Could you reproduce every one of the records below word for word?

Records from a data collection.
-=-=-=-=-

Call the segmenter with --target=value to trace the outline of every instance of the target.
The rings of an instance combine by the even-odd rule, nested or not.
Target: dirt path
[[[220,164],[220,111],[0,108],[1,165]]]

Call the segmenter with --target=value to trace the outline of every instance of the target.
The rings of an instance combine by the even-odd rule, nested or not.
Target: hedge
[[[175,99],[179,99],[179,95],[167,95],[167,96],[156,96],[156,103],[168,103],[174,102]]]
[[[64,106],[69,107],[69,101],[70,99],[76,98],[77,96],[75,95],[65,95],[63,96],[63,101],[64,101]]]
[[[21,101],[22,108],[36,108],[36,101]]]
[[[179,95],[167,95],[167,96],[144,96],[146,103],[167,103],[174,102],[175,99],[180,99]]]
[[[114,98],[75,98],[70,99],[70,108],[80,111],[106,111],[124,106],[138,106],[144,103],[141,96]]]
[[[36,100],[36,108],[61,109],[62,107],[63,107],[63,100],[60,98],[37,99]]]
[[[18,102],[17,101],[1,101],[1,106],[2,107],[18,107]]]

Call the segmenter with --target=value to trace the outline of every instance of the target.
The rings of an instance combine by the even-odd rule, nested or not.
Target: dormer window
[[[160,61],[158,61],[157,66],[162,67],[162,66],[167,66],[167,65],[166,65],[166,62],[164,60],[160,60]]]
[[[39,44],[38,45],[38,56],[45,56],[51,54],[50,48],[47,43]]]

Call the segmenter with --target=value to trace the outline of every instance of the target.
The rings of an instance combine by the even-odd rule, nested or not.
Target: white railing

-=-=-=-=-

Response to this exercise.
Call the segmenter with --target=value to trace the outline of every instance of the target.
The rings of an instance combine by the even-odd rule, nested or not.
Target: dirt path
[[[220,164],[220,111],[0,108],[1,165]]]

Call the segmenter with --target=value to trace the outline of every instance of the target.
The rings of an instance combine by the even-odd rule, nested or not.
Target: hedge
[[[175,99],[179,99],[179,95],[167,95],[167,96],[156,96],[156,103],[168,103],[174,102]]]
[[[64,106],[69,107],[69,101],[70,99],[76,98],[77,96],[75,95],[65,95],[63,96],[63,101],[64,101]]]
[[[21,101],[22,108],[36,108],[36,101]]]
[[[179,95],[167,95],[167,96],[144,96],[146,103],[167,103],[174,102],[175,99],[180,99]]]
[[[114,98],[75,98],[70,99],[70,108],[80,111],[106,111],[124,106],[138,106],[144,103],[141,96]]]
[[[36,100],[36,108],[61,109],[62,107],[63,107],[63,100],[60,98],[37,99]]]
[[[18,102],[17,101],[1,101],[1,106],[2,107],[18,107]]]

Call the segmenter with --target=value to trace the outline of every instance of the target.
The rings of an instance combine by the even-odd rule, nested or not.
Target: dormer window
[[[160,61],[158,61],[157,66],[162,67],[162,66],[167,66],[167,65],[166,65],[166,62],[164,60],[160,60]]]
[[[39,44],[38,45],[38,56],[45,56],[51,54],[50,48],[47,43]]]

Call the segmenter with --target=value to trace the outline of every instance of the target.
The rings of an instance combine by the even-odd rule, nested or not.
Target: white railing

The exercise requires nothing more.